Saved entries
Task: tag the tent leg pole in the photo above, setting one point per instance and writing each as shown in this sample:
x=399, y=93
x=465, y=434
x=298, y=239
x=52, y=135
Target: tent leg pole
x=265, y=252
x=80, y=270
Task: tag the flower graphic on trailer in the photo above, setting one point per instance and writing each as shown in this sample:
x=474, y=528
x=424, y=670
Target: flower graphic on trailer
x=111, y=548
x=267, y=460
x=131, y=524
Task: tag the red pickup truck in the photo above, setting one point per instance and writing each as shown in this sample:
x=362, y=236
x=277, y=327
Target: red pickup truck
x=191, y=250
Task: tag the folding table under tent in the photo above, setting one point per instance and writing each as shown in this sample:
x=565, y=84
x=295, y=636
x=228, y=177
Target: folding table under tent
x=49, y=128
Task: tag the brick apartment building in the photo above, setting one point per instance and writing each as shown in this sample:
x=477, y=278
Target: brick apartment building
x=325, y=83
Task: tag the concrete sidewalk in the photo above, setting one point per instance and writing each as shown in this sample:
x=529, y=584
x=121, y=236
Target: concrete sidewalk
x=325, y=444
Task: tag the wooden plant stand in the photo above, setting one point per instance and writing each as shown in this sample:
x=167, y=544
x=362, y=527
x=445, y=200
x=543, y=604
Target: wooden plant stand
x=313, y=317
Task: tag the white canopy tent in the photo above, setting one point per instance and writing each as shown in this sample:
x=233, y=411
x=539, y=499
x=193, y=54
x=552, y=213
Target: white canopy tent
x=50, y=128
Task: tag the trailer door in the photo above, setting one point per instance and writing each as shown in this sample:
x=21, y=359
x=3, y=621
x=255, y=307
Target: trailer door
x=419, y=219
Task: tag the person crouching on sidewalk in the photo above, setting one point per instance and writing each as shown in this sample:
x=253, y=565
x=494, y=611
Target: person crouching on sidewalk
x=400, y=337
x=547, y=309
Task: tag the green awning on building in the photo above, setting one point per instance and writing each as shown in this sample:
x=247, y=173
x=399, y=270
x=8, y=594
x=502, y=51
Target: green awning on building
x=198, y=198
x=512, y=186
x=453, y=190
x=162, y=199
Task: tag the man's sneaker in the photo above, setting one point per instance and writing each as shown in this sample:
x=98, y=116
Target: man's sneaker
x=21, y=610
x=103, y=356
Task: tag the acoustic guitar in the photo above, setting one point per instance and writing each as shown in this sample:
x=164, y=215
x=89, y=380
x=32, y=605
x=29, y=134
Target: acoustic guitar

- WHAT YOU ARE ASKED TO DO -
All the records, as written, must be given again.

- EXERCISE OUTPUT -
Task: tag the tent leg pole in the photo above, setting one point per instance and writing each as shown in this sample:
x=399, y=93
x=465, y=434
x=298, y=239
x=52, y=135
Target: tent leg pole
x=265, y=252
x=80, y=270
Task: tag the flower graphic on trailer in the photo above, setting one point per instance and writing each as shown in this sample:
x=474, y=528
x=424, y=670
Target: flower graphic on trailer
x=111, y=548
x=267, y=460
x=131, y=524
Task: tag the red pickup truck in the photo above, setting one point per instance and writing each as shown in this sample:
x=362, y=236
x=277, y=327
Target: red pickup truck
x=191, y=250
Task: tag the folding table under tent in the photo above, setting one point per instance and writing each as shown in this sample:
x=565, y=84
x=295, y=636
x=228, y=177
Target: folding table under tent
x=49, y=128
Task: tag the brick apartment building in the photo above, setting one point per instance and writing each as shown in this sample:
x=477, y=278
Target: brick apartment building
x=325, y=83
Task: tag the concrete sidewalk in the photo above, setting one point per instance and writing each as shown in this sample:
x=529, y=584
x=121, y=236
Target: concrete sidewalk
x=325, y=444
Task: tag the wooden plant stand in the photo above, setting one point per instance and writing each as shown in this sample:
x=167, y=544
x=362, y=527
x=445, y=200
x=543, y=604
Target: wooden plant stand
x=313, y=317
Task: tag the white canopy tent in the photo above, setting one point per instance and writing each as shown in this sample:
x=233, y=411
x=539, y=499
x=193, y=54
x=552, y=213
Target: white canopy tent
x=50, y=128
Task: tag the trailer door in the photo above, setting one point per instance and writing each as shown in this sample:
x=21, y=359
x=3, y=621
x=255, y=307
Target: trailer door
x=419, y=219
Task: tag the person crouching on sidewalk in the photo above, setting one point per instance and writing each as shown in this sample:
x=253, y=565
x=494, y=611
Target: person crouching on sidewalk
x=400, y=337
x=547, y=309
Task: tag the green awning on building in the photo above, setting one point per instance and writing each as shown in this sample:
x=247, y=173
x=399, y=270
x=8, y=594
x=502, y=51
Target: green awning on building
x=198, y=198
x=512, y=186
x=453, y=190
x=162, y=199
Task: tag the man's sneaker in the photo above, setting one point per instance and writing each as shown in this sample:
x=98, y=116
Target: man's sneaker
x=21, y=610
x=103, y=356
Task: tag the acoustic guitar in the photo above, setting one point per instance and writing each as shown in this sample:
x=164, y=215
x=89, y=380
x=32, y=605
x=29, y=134
Target: acoustic guitar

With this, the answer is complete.